#### [Tasks for this exercise]
• a. List the five roles that the first sentence of the William Cook profile gives him.
• b. In the profile of William Cook, copy the stretch from "Travelling to various" through "and enjoyable context." word for word.
• c. Continue the profile of William Cook from the point where it stops.

Distinguished teaching professor William Cook is a father, a scholar, a Catholic, an explorer and a teacher, but in reflecting on 38 years at Geneseo, it's hard to draw boundaries between his many accomplishments and adventures.
He owns a house in the village and an apartment in Italy. He has built his reputation in lectures around the world and through Geneseo's academic halls. He shares his expertise in laymen's terms as well as in scholarly books. He shares his faith in community projects and in travels worldwide. He's adopted or been guardian to 11 children and has seen thousands of students pass through his classrooms over the years. And he's done it all in funky outfits and weird ties.
Cook completed his doctoral research in Prague, but government repression and the language barrier impeded his facility to study and communicate.
"I took a summer in 1973 to travel around Italy," he said, recommending the trip simply on basis of the great art and great food. "There I really figured out that I wanted to study Francis and the Franciscans, and I've been doing that ever since."
In 1987 he purchased an apartment in Siena, where he has spent decades studying his hero, Saint Francis of Asissi, the subject of three of his books.
Cook's Christian faith has interwoven most of his endeavors. He seeks opportunities to practice his religious values on both local and global scales. As a professor, he teaches one course on the Bible and another on Christian thought. And according to Cook, "I'm constantly wheeling and dealing to find ways to relieve comfortable people of their money to give to people who are uncomfortable."
In his annual charity dinner for the Covenant House, he has raised over $80,000 in the past 22 years.
Travelling to various countries has allowed Cook to present another one of his talents and ambitions to the world.
"You have to know what you're good at and what you're not good at in the world," he said. "One of the things I'm good at is taking fairly complicated stuff that scholars write about in books and incorporating that into a sort of interesting and comprehensible appreciation of things."
In less than a week, he'll be doing a symposium in Colorado on the Italian Renaissance, and in a few months, he'll lecture to the Friends of Florence organization on history and art. In each case, he'll present his own scholarly expertise within a more understandable and enjoyable context.
"I like to go exploring," Cook said. "Most of my travel is involved with research and giving lectures."

#### [Data shown]

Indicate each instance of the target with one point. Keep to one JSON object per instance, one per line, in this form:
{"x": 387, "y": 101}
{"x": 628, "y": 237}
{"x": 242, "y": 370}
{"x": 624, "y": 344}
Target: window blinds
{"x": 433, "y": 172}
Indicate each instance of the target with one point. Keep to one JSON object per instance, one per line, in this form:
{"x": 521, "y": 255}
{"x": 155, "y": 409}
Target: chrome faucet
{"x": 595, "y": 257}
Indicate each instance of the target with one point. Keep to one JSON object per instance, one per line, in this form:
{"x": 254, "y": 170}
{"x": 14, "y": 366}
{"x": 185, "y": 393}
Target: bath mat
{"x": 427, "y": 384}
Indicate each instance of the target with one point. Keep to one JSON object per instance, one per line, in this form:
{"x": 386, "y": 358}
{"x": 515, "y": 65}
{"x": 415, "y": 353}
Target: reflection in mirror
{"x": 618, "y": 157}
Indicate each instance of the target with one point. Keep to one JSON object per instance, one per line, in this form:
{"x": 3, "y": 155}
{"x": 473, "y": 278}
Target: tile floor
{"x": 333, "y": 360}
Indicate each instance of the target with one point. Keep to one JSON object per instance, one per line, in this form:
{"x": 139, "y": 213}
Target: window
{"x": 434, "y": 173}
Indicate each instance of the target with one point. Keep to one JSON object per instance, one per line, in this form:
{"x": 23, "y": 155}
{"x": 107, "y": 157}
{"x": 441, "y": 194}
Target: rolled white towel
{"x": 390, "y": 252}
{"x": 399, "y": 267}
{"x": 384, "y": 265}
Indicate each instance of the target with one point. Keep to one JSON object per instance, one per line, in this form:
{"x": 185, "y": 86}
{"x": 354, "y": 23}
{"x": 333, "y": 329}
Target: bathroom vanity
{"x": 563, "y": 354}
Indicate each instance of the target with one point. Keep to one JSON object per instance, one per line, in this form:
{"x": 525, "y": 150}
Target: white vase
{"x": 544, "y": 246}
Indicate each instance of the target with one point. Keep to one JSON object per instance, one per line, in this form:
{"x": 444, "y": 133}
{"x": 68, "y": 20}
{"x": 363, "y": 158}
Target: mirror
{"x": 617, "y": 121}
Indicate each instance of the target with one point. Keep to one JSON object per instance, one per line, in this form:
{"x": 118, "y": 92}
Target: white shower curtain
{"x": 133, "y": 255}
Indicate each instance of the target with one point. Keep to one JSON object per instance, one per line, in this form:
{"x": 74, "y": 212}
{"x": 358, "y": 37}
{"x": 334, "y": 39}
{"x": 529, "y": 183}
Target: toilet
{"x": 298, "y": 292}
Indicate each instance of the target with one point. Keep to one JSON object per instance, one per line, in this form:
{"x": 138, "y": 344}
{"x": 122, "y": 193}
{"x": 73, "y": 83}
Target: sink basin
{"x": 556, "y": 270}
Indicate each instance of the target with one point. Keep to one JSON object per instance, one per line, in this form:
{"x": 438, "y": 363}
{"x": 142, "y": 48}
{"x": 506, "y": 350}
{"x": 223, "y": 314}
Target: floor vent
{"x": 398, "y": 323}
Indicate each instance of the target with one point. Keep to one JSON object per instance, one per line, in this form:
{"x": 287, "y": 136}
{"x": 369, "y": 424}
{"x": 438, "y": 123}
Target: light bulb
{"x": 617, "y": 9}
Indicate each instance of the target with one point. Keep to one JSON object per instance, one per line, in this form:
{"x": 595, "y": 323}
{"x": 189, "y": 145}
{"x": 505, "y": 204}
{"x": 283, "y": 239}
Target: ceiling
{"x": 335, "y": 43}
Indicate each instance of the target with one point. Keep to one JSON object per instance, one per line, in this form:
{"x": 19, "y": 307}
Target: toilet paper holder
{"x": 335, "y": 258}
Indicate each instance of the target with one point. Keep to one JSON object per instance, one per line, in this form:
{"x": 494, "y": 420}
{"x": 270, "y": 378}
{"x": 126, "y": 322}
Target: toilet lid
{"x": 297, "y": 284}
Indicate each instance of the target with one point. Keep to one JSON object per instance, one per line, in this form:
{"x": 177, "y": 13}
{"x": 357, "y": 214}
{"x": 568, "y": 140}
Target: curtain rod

#### [Task results]
• a. father, scholar, Catholic, explorer, teacher

• b.
Travelling to various countries has allowed Cook to present another one of his talents and ambitions to the world.
"You have to know what you're good at and what you're not good at in the world," he said. "One of the things I'm good at is taking fairly complicated stuff that scholars write about in books and incorporating that into a sort of interesting and comprehensible appreciation of things."
In less than a week, he'll be doing a symposium in Colorado on the Italian Renaissance, and in a few months, he'll lecture to the Friends of Florence organization on history and art. In each case, he'll present his own scholarly expertise within a more understandable and enjoyable context.

• c.
He visited Japan just this fall. This past summer, he visited Istanbul, Turkey, researching Islam and its connections to Christianity, in an effort to improve himself as a teacher as well as to talk respectively with people of other faiths. He rode a camel and slept under a berber tent in Morocco for last year's Spring Break, and plans to visit the monasteries of northern Ethiopia for this year's.
Cook views teaching, "not only as a profession but as a vocation, and also as a great privilege."
Being among the top seven longest-standing faculty members at Geneseo, Cook has seen the school undergo several transformations. In the late '70s, he said, "Geneseo began to take on a niche within the SUNY system. We began to have a character of our own." With that character came higher academic standards that made Geneseo a distinctive college in the state and the nation. According to Cook, "It's a harder but more rewarding job in the sense that you see your students go off and do the most wonderful things they can imagine."
"The things I do," he said, "I do zealously, enthusiastically, and hopefully, intelligently. I have a lot of curiosity, and for a 63-year-old guy, I feel fairly young and well able to communicate with young people, including my own sons."
As a longstanding sports fan of all of his children, he said, "We've had agony, we've ecstasy, we've had sectional championships.
"I like being around young people," he said. "I like talking to them, I like challenging them, I like learning from them. Students allow me to tease them, allow me to get tough with them, because they ultimately know that I love and respect them. I think I have a fairly hopeful, non-cynical view of life for an old guy, because I get to spend my life with hopeful, non-cynical people most of the time."